Text section.
....
THORNHAGH, John (c.1721-87), of Osberton and Shireoaks, Notts. and South Kelsey, Lincs.

Published in The History of Parliament: the House of Commons 1754-1790, ed. L. Namier, J. Brooke., 1964
Available from Boydell and Brewer



1747 - 1774

Family and Education

b. c.1721, o. surv. s. of St. Andrew Thornhagh of Osberton by Letitia, da. of Sir Edward Asycough of Stallingborough and South Kelsey, Lincs.  educ. Queens’, Camb. 1739.  m. 23 July 1744, Arabella, da. of Sir George Savile, 7th Bt., sis. and coh. of Sir George Savile, 8th Bt., 3da.  suc. fa. 1742; and to Shireoaks under will of his god-fa. Sir Thomas Hewett 1756, and took name of Hewett.
....
Set exercise 1. Reproduce the part of the entry on John Thornhagh that begins with the words containing "THORNHAGH, John (c.1721-87), of" and ends with "name of Hewett.".
The records are unrelated to the entry on John Thornhagh.
....
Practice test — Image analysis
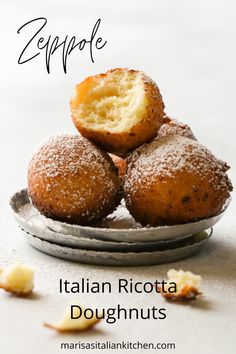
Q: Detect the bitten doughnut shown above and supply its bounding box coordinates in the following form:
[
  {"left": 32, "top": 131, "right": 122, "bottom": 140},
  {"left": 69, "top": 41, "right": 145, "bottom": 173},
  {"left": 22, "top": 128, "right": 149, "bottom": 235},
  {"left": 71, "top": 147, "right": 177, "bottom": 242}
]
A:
[
  {"left": 109, "top": 154, "right": 126, "bottom": 180},
  {"left": 157, "top": 116, "right": 197, "bottom": 140},
  {"left": 70, "top": 69, "right": 164, "bottom": 156},
  {"left": 124, "top": 135, "right": 232, "bottom": 226},
  {"left": 28, "top": 135, "right": 121, "bottom": 225}
]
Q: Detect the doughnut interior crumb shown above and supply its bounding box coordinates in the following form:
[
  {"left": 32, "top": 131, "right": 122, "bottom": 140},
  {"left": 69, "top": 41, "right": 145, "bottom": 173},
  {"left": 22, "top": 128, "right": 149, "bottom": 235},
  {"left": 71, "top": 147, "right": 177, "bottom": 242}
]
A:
[
  {"left": 72, "top": 69, "right": 147, "bottom": 133},
  {"left": 0, "top": 263, "right": 34, "bottom": 296},
  {"left": 44, "top": 306, "right": 100, "bottom": 332},
  {"left": 161, "top": 269, "right": 202, "bottom": 301}
]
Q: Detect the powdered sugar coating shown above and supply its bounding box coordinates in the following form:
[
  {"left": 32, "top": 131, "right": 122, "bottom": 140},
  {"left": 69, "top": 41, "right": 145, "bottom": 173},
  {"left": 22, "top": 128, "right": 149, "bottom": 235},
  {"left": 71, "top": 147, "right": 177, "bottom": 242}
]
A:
[
  {"left": 28, "top": 134, "right": 120, "bottom": 225},
  {"left": 124, "top": 135, "right": 232, "bottom": 226},
  {"left": 157, "top": 116, "right": 197, "bottom": 140}
]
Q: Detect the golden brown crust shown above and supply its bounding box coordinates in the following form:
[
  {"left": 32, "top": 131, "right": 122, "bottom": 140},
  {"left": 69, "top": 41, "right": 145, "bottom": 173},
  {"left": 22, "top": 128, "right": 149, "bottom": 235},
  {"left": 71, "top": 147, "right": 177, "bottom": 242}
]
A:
[
  {"left": 28, "top": 135, "right": 121, "bottom": 225},
  {"left": 109, "top": 154, "right": 126, "bottom": 180},
  {"left": 71, "top": 68, "right": 164, "bottom": 156},
  {"left": 124, "top": 136, "right": 232, "bottom": 226},
  {"left": 156, "top": 116, "right": 197, "bottom": 140}
]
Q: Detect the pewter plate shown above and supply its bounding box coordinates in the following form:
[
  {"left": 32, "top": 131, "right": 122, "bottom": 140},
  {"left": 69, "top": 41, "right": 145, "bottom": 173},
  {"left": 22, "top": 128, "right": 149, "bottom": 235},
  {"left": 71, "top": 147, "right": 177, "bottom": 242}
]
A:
[
  {"left": 10, "top": 189, "right": 230, "bottom": 245},
  {"left": 9, "top": 189, "right": 201, "bottom": 252},
  {"left": 21, "top": 229, "right": 212, "bottom": 266}
]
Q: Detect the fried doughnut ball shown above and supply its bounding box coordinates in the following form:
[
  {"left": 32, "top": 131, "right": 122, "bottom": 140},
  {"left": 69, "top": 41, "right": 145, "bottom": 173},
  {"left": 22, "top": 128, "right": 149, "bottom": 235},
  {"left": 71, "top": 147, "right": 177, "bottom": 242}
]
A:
[
  {"left": 70, "top": 68, "right": 164, "bottom": 156},
  {"left": 157, "top": 116, "right": 197, "bottom": 140},
  {"left": 124, "top": 135, "right": 232, "bottom": 226},
  {"left": 109, "top": 154, "right": 126, "bottom": 180},
  {"left": 28, "top": 135, "right": 121, "bottom": 225}
]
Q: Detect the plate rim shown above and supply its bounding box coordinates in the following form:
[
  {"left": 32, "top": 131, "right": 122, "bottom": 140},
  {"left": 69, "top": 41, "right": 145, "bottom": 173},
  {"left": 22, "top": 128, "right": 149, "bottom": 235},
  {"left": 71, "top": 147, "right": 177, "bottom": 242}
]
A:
[{"left": 9, "top": 188, "right": 232, "bottom": 233}]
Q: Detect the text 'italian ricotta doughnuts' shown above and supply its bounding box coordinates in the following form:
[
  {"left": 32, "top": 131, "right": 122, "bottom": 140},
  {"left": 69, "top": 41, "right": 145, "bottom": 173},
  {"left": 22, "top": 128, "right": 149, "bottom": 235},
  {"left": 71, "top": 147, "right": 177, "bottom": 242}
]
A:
[
  {"left": 124, "top": 135, "right": 232, "bottom": 226},
  {"left": 28, "top": 135, "right": 121, "bottom": 225},
  {"left": 71, "top": 69, "right": 164, "bottom": 156}
]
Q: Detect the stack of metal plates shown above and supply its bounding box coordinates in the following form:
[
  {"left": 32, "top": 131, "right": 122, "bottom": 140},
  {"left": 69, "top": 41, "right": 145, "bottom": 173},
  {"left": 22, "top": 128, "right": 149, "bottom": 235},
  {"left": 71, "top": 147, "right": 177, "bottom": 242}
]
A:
[{"left": 10, "top": 189, "right": 229, "bottom": 266}]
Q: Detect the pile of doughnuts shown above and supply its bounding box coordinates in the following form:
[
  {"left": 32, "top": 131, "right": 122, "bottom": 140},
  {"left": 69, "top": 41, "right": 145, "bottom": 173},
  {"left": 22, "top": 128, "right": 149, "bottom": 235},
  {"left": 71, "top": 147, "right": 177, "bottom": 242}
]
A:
[{"left": 28, "top": 68, "right": 232, "bottom": 226}]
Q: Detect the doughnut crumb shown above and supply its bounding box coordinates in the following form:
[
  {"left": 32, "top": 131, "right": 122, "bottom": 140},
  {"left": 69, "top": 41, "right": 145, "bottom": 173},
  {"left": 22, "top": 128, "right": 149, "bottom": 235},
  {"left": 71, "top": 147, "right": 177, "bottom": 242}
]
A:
[
  {"left": 70, "top": 68, "right": 164, "bottom": 156},
  {"left": 161, "top": 269, "right": 202, "bottom": 301},
  {"left": 0, "top": 263, "right": 34, "bottom": 296}
]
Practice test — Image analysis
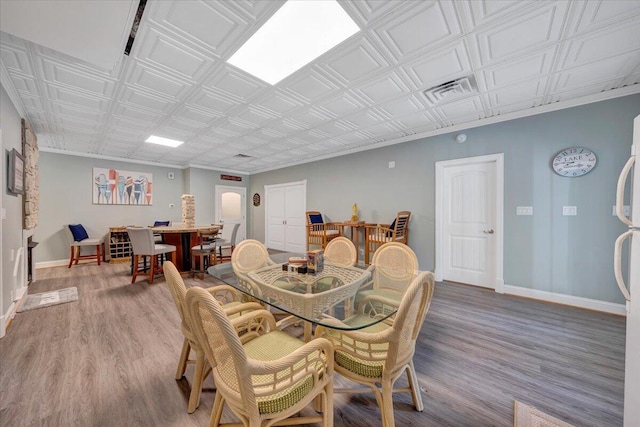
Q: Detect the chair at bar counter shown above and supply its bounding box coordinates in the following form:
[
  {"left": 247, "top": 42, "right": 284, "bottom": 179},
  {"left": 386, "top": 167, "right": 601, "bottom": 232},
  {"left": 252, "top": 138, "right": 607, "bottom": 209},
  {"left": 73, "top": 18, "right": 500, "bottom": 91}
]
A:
[
  {"left": 153, "top": 221, "right": 171, "bottom": 243},
  {"left": 306, "top": 211, "right": 342, "bottom": 251},
  {"left": 216, "top": 223, "right": 240, "bottom": 262},
  {"left": 364, "top": 211, "right": 411, "bottom": 263},
  {"left": 191, "top": 230, "right": 218, "bottom": 280},
  {"left": 312, "top": 271, "right": 434, "bottom": 427},
  {"left": 163, "top": 261, "right": 262, "bottom": 414},
  {"left": 127, "top": 227, "right": 176, "bottom": 285},
  {"left": 186, "top": 287, "right": 334, "bottom": 427},
  {"left": 62, "top": 224, "right": 104, "bottom": 268}
]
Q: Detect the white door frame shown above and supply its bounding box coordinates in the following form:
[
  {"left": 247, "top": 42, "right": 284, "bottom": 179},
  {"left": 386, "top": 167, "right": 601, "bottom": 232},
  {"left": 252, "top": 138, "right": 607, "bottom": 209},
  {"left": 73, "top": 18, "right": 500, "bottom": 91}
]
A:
[
  {"left": 264, "top": 179, "right": 307, "bottom": 251},
  {"left": 215, "top": 185, "right": 247, "bottom": 242},
  {"left": 434, "top": 153, "right": 504, "bottom": 293}
]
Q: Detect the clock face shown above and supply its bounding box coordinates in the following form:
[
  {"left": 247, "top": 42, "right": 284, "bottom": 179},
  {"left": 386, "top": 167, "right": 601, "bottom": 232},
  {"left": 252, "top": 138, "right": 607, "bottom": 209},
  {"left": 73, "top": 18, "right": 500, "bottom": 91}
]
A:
[{"left": 552, "top": 147, "right": 596, "bottom": 178}]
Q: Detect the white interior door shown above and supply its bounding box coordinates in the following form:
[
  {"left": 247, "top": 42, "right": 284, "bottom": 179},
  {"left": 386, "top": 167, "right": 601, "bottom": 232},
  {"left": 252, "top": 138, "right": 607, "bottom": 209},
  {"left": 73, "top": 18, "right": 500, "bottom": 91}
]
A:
[
  {"left": 264, "top": 181, "right": 307, "bottom": 253},
  {"left": 285, "top": 184, "right": 307, "bottom": 253},
  {"left": 216, "top": 185, "right": 247, "bottom": 243},
  {"left": 264, "top": 186, "right": 285, "bottom": 251},
  {"left": 436, "top": 156, "right": 503, "bottom": 291}
]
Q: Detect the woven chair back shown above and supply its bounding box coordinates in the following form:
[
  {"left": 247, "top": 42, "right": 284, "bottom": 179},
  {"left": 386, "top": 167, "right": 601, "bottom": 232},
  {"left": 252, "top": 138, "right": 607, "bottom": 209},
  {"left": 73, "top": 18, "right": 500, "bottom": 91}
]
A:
[
  {"left": 186, "top": 286, "right": 257, "bottom": 408},
  {"left": 385, "top": 271, "right": 434, "bottom": 372},
  {"left": 371, "top": 242, "right": 418, "bottom": 293},
  {"left": 231, "top": 239, "right": 271, "bottom": 274},
  {"left": 324, "top": 237, "right": 357, "bottom": 267}
]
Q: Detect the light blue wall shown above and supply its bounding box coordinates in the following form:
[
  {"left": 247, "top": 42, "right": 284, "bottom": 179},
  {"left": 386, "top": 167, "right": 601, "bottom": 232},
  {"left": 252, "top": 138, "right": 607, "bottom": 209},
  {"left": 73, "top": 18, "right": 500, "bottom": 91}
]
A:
[
  {"left": 0, "top": 85, "right": 22, "bottom": 315},
  {"left": 249, "top": 95, "right": 640, "bottom": 303},
  {"left": 34, "top": 152, "right": 184, "bottom": 262},
  {"left": 34, "top": 152, "right": 249, "bottom": 263}
]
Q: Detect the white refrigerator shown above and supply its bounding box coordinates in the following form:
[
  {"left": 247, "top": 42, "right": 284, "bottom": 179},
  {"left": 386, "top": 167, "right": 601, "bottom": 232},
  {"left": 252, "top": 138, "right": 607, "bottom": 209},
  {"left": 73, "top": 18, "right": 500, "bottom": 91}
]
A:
[{"left": 614, "top": 116, "right": 640, "bottom": 427}]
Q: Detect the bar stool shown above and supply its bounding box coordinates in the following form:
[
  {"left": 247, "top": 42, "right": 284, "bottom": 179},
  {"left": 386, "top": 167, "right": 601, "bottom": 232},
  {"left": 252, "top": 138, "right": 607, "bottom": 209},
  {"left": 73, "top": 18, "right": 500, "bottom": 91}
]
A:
[
  {"left": 191, "top": 230, "right": 218, "bottom": 280},
  {"left": 127, "top": 227, "right": 176, "bottom": 285}
]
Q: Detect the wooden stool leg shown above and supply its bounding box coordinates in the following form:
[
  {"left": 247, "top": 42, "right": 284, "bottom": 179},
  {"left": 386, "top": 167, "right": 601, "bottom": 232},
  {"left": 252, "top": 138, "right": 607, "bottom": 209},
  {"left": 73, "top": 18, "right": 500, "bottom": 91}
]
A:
[
  {"left": 149, "top": 255, "right": 158, "bottom": 285},
  {"left": 131, "top": 255, "right": 140, "bottom": 283}
]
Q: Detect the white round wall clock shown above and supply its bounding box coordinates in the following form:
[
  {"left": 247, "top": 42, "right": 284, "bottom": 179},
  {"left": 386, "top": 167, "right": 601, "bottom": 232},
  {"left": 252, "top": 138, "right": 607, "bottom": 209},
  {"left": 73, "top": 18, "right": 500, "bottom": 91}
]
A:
[{"left": 552, "top": 147, "right": 596, "bottom": 178}]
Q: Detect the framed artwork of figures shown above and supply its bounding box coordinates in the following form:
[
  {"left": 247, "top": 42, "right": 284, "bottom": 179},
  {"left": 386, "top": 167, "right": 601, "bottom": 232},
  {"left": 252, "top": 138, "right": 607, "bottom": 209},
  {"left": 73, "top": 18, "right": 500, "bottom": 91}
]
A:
[{"left": 92, "top": 168, "right": 153, "bottom": 206}]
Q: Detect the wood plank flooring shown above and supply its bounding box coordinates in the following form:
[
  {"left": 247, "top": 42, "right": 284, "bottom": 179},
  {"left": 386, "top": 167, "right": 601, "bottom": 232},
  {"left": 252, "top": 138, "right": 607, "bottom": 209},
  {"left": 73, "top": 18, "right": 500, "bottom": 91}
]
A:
[{"left": 0, "top": 264, "right": 625, "bottom": 427}]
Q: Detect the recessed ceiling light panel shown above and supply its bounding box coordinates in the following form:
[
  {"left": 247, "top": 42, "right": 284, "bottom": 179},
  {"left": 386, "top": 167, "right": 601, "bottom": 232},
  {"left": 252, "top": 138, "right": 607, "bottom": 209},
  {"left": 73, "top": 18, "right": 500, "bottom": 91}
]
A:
[
  {"left": 228, "top": 0, "right": 360, "bottom": 85},
  {"left": 145, "top": 135, "right": 184, "bottom": 148}
]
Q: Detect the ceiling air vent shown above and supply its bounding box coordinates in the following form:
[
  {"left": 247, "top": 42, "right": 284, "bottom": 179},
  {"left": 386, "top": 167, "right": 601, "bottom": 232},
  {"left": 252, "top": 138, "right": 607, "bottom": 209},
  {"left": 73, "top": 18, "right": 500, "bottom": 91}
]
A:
[
  {"left": 124, "top": 0, "right": 147, "bottom": 56},
  {"left": 424, "top": 75, "right": 478, "bottom": 105}
]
....
Set exercise 2. Pick out every line of the records that contains the word "white".

Answer 1.
THORNHAGH, John (c.1721-87), of Osberton and Shireoaks, Notts. and South Kelsey, Lincs.

Published in The History of Parliament: the House of Commons 1754-1790, ed. L. Namier, J. Brooke., 1964
Available from Boydell and Brewer



1747 - 1774

Family and Education

b. c.1721, o. surv. s. of St. Andrew Thornhagh of Osberton by Letitia, da. of Sir Edward Asycough of Stallingborough and South Kelsey, Lincs.  educ. Queens’, Camb. 1739.  m. 23 July 1744, Arabella, da. of Sir George Savile, 7th Bt., sis. and coh. of Sir George Savile, 8th Bt., 3da.  suc. fa. 1742; and to Shireoaks under will of his god-fa. Sir Thomas Hewett 1756, and took name of Hewett.

Answer 2.
Q: Detect the white door frame shown above and supply its bounding box coordinates in the following form:
Q: Detect the white interior door shown above and supply its bounding box coordinates in the following form:
Q: Detect the white refrigerator shown above and supply its bounding box coordinates in the following form:
Q: Detect the white round wall clock shown above and supply its bounding box coordinates in the following form:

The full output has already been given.